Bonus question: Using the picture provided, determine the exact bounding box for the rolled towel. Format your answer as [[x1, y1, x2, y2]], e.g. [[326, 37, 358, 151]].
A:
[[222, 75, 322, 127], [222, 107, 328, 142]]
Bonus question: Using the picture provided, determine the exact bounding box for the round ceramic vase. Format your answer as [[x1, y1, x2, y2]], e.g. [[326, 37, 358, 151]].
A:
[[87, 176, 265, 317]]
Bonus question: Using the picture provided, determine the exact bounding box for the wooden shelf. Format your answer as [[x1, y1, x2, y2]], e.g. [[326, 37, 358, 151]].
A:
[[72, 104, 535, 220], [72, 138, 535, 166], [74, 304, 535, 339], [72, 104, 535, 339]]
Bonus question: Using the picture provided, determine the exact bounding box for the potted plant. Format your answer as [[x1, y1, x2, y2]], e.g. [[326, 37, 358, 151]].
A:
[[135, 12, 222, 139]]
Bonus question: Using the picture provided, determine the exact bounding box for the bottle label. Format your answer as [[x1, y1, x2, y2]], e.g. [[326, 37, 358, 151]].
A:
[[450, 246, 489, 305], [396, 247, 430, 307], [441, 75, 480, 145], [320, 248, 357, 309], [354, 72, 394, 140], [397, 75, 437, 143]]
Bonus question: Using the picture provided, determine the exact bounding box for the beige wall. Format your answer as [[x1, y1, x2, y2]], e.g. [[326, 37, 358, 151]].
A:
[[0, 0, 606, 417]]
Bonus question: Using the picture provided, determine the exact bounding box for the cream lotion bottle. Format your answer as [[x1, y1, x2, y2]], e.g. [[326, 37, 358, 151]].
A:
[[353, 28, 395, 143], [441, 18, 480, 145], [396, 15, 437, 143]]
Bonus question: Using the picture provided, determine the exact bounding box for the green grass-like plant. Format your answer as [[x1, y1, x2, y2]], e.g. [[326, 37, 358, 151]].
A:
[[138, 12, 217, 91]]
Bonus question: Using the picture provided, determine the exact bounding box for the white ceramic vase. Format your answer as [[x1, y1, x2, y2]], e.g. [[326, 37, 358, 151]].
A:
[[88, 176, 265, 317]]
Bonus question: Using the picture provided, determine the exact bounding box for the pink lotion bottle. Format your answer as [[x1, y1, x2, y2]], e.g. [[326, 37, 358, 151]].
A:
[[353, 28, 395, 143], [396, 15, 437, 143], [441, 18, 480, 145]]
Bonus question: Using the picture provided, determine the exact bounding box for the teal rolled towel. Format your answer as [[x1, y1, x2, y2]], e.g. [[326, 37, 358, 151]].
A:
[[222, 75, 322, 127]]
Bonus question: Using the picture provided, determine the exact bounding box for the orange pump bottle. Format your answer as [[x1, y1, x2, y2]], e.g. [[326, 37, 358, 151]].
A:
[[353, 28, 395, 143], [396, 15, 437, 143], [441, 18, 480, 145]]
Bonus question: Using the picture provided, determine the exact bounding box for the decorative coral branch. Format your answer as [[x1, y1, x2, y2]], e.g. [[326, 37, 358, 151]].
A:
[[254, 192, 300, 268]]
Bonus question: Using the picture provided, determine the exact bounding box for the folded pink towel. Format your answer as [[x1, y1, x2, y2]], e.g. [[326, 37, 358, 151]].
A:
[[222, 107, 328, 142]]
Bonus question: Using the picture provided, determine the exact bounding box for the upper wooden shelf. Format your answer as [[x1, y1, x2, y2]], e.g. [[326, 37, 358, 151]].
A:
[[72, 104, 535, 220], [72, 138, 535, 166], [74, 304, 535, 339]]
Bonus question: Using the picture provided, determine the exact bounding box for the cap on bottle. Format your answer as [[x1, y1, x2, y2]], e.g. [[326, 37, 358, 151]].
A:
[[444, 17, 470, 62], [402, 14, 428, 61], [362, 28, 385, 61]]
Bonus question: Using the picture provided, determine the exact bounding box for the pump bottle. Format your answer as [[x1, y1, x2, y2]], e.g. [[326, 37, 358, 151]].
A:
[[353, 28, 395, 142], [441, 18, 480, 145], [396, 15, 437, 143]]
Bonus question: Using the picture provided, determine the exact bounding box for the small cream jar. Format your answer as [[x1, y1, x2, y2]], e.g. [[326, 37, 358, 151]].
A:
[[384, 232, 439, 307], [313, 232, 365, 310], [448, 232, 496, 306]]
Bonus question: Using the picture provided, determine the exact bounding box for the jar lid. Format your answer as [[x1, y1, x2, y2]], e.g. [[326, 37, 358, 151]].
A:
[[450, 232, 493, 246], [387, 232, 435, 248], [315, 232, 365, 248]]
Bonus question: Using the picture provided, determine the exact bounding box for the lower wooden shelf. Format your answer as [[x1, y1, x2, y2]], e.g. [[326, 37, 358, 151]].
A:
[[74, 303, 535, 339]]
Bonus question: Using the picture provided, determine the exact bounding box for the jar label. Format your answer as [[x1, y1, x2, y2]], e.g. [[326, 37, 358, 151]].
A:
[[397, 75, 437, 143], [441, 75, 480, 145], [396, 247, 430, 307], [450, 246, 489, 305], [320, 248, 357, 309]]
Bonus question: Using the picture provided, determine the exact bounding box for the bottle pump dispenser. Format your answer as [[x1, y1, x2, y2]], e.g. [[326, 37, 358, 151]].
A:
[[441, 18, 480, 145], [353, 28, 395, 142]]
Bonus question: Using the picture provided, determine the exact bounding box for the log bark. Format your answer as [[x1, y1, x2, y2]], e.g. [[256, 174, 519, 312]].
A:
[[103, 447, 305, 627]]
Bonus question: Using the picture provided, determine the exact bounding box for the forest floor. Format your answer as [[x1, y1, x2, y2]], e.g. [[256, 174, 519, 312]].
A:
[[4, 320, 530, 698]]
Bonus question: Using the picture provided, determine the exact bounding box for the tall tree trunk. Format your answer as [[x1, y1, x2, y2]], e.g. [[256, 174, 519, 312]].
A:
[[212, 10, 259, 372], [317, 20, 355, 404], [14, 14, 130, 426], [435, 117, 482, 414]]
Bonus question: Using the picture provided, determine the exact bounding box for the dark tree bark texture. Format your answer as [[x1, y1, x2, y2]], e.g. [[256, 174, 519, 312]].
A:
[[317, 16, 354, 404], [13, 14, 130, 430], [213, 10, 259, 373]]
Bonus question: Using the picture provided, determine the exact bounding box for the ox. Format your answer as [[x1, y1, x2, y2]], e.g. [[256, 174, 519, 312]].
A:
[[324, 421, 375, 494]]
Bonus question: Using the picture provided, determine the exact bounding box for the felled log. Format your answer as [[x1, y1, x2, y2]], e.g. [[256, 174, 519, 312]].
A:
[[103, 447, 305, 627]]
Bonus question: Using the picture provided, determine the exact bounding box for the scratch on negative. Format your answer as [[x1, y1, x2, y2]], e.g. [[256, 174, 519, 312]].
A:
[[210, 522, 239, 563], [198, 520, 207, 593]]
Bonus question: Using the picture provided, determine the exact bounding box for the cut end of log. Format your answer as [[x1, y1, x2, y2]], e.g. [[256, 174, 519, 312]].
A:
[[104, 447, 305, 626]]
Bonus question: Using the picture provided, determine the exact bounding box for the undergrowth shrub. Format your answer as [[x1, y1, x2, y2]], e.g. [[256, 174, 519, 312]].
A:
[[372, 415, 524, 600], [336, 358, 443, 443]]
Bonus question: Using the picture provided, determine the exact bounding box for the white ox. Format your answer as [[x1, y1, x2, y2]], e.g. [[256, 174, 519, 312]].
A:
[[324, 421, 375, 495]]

________________________

## WHAT THE EXERCISE ASKS
Lay out all of the records above as a two-column CSV with the header columns input and output. Give one row per record, with the record's text under input and its answer under output, each in a single quoted field and with any line breaks replaced by spaces.

## SOLUTION FOR THIS PROBLEM
input,output
"Bonus question: Using the picture provided, determine the exact bounding box for the rolled towel. Format your answer as [[x1, y1, x2, y2]], e.g. [[326, 37, 358, 151]]. A:","[[222, 75, 322, 127], [222, 107, 328, 142]]"
"Bonus question: Using the picture provided, determine the exact bounding box for the round ceramic vase. Format your answer as [[x1, y1, x2, y2]], e.g. [[326, 37, 358, 151]]. A:","[[87, 176, 265, 317]]"
"Bonus question: Using the picture provided, determine the exact bounding box for the wooden shelf. Format your answer as [[x1, y1, x2, y2]], e.g. [[326, 37, 358, 151]]. A:","[[72, 104, 535, 220], [72, 138, 535, 166], [74, 304, 535, 339], [72, 104, 535, 339]]"
"Bonus question: Using the picture provided, determine the exact bounding box for the potted plant. Format your answer as [[x1, y1, x2, y2]], e.g. [[326, 37, 358, 151]]. A:","[[135, 12, 222, 139]]"
"Bonus question: Using the picture provided, determine the exact bounding box for the bottle label. Format your answer as [[x1, y1, x2, y2]], e.g. [[326, 37, 358, 151]]. A:","[[450, 246, 489, 305], [396, 247, 430, 307], [441, 75, 480, 145], [320, 248, 357, 309], [354, 72, 394, 140], [397, 75, 437, 143]]"
"Bonus question: Using the picture provided, determine the exact bounding box for the beige wall. Format your answer as [[x1, y1, x2, y2]], e.g. [[326, 37, 358, 151]]. A:","[[0, 0, 606, 417]]"
"Bonus question: Using the picture provided, determine the exact bounding box for the cream lotion bottle. Format your answer as [[x1, y1, x2, y2]], e.g. [[326, 37, 358, 151]]. A:","[[353, 28, 395, 143], [441, 18, 480, 145], [396, 15, 437, 143]]"
"Bonus question: Using the picture provided, determine the exact bounding box for the green grass-like plant. Format your answer as [[x1, y1, x2, y2]], e.g. [[326, 37, 358, 151]]. A:","[[138, 12, 217, 91]]"
"Bonus question: Using the picture provided, determine the exact bounding box for the white ceramic vase. Format your answer as [[x1, y1, x2, y2]], e.g. [[326, 37, 358, 151]]. A:","[[88, 176, 265, 317]]"
"Bonus question: Using the picture provided, determine the exact bounding box for the pink lotion bottle. Format your answer as [[x1, y1, x2, y2]], e.g. [[326, 37, 358, 151]]. A:","[[353, 28, 395, 143], [396, 15, 437, 143], [441, 18, 480, 145]]"
"Bonus question: Using the picture provided, determine the exact bounding box for the teal rolled towel. Format your answer as [[x1, y1, x2, y2]], e.g. [[326, 37, 358, 151]]. A:","[[222, 75, 322, 127]]"
"Bonus question: Using the picture provided, determine the exact bounding box for the orange pump bottle. Format your answer as [[x1, y1, x2, y2]], e.g. [[326, 37, 358, 151]]. A:","[[353, 28, 395, 143], [396, 15, 437, 143], [441, 18, 480, 145]]"
"Bonus question: Using the picture provided, determine the exact bounding box for the decorative coral branch. Format your answer as [[x1, y1, x2, y2]], e.g. [[326, 37, 358, 151]]. A:","[[254, 192, 300, 268]]"
"Bonus question: Using the picture provided, determine the exact bounding box for the folded pink towel. Format your answer as [[x1, y1, x2, y2]], e.g. [[326, 37, 358, 151]]. A:","[[222, 107, 328, 142]]"
"Bonus question: Using the picture provided, determine the exact bounding box for the upper wooden shelf. Format your answer as [[x1, y1, x2, y2]], e.g. [[326, 37, 358, 151]]. A:","[[72, 104, 535, 220], [72, 138, 535, 166], [74, 304, 535, 339]]"
"Bonus question: Using the picture provided, determine the exact bounding box for the cap on bottle. Format your answer as [[x1, y1, x2, y2]], e.g. [[326, 37, 358, 151]]. A:","[[444, 17, 470, 62], [402, 14, 428, 61], [362, 28, 385, 61]]"
"Bonus question: Using the picture provided, determine the exact bounding box for the pump bottle. Format your answer as [[x1, y1, x2, y2]], e.g. [[326, 37, 358, 151]]. A:","[[353, 28, 395, 142], [441, 18, 480, 145], [396, 15, 437, 143]]"
"Bonus question: Using the picture provided, determine the exact bounding box for the small cream jar. Format your answer as [[x1, y1, x2, y2]], e.g. [[326, 37, 358, 151]]. A:","[[384, 232, 439, 307], [313, 232, 365, 310], [448, 232, 496, 306]]"
"Bonus question: Using the picture provided, determine the exact bounding box for the jar lid. Format your answer as [[x1, y1, x2, y2]], e.g. [[326, 37, 358, 151]]. A:","[[450, 232, 493, 246], [387, 232, 435, 248], [315, 232, 365, 248]]"
"Bonus question: Using the picture provided, determine the exact bounding box for the lower wooden shelf. Format your answer as [[x1, y1, x2, y2]], e.g. [[326, 37, 358, 151]]. A:","[[74, 303, 535, 339]]"
"Bonus question: Using the picture provided, determine the exact bounding box for the jar label. Format your answer as [[x1, y1, x2, y2]], e.g. [[326, 37, 358, 151]]. A:","[[397, 75, 437, 143], [441, 75, 480, 145], [396, 247, 430, 307], [450, 246, 489, 305], [320, 248, 357, 309]]"
"Bonus question: Using the picture provided, determine the exact bounding box for the bottle pump dispenser. Format your answer as [[x1, y1, x2, y2]], e.g. [[326, 37, 358, 151]]. A:","[[441, 18, 480, 145], [353, 28, 395, 142]]"
"Bonus question: Using the picture provided, determine the exact bounding box for the log bark. Format your answer as [[x1, y1, x2, y2]], e.g. [[256, 174, 519, 312]]. A:","[[103, 447, 305, 627]]"
"Bonus question: Using the picture provided, determine the exact bounding box for the forest floor. Format your answer as [[x1, y1, x2, y2]], e.g. [[256, 174, 519, 312]]. A:","[[4, 320, 530, 698]]"
"Bonus question: Using the picture provided, determine the exact bounding box for the tall tree trunk. Format your answer as [[x1, y1, x2, y2]], e.g. [[256, 174, 519, 312]]. A:","[[212, 10, 259, 372], [317, 20, 355, 404], [14, 14, 130, 426], [435, 117, 482, 414]]"
"Bonus question: Using the picture provided, determine the exact bounding box for the dark tree bark texture. Format your answer as [[x1, y1, x2, y2]], e.g. [[256, 174, 519, 312]]. A:","[[317, 16, 354, 404], [13, 14, 130, 430], [213, 10, 259, 373]]"
"Bonus question: Using the picture provided, determine the exact bounding box for the ox. Format your answer as [[x1, y1, x2, y2]], e.g. [[256, 174, 519, 312]]. A:","[[324, 421, 375, 494]]"
"Bonus question: Using the picture provided, determine the exact bounding box for the felled log. Format your answer as [[x1, y1, x2, y2]], e.g. [[256, 174, 519, 312]]. A:","[[103, 447, 305, 627]]"
"Bonus question: Using the picture provided, determine the exact bounding box for the scratch on negative. Format your answer as [[x1, y1, x2, y2]], e.g. [[256, 174, 519, 312]]. A:","[[210, 522, 239, 563], [198, 520, 207, 593]]"
"Bonus question: Using the picture provided, determine the exact bounding box for the cut end of log. Format your answer as [[x1, y1, x2, y2]], e.g. [[256, 174, 519, 312]]. A:","[[104, 447, 305, 626]]"
"Bonus question: Using the picture provided, determine the exact bounding box for the undergrowth shrub. Format your answer as [[x1, y1, x2, y2]], e.g. [[256, 174, 519, 312]]. A:","[[372, 415, 524, 600], [336, 358, 443, 443]]"
"Bonus question: Using the picture provided, determine the exact bounding box for the white ox. Format your answer as [[x1, y1, x2, y2]], e.g. [[256, 174, 519, 312]]. A:","[[324, 421, 375, 495]]"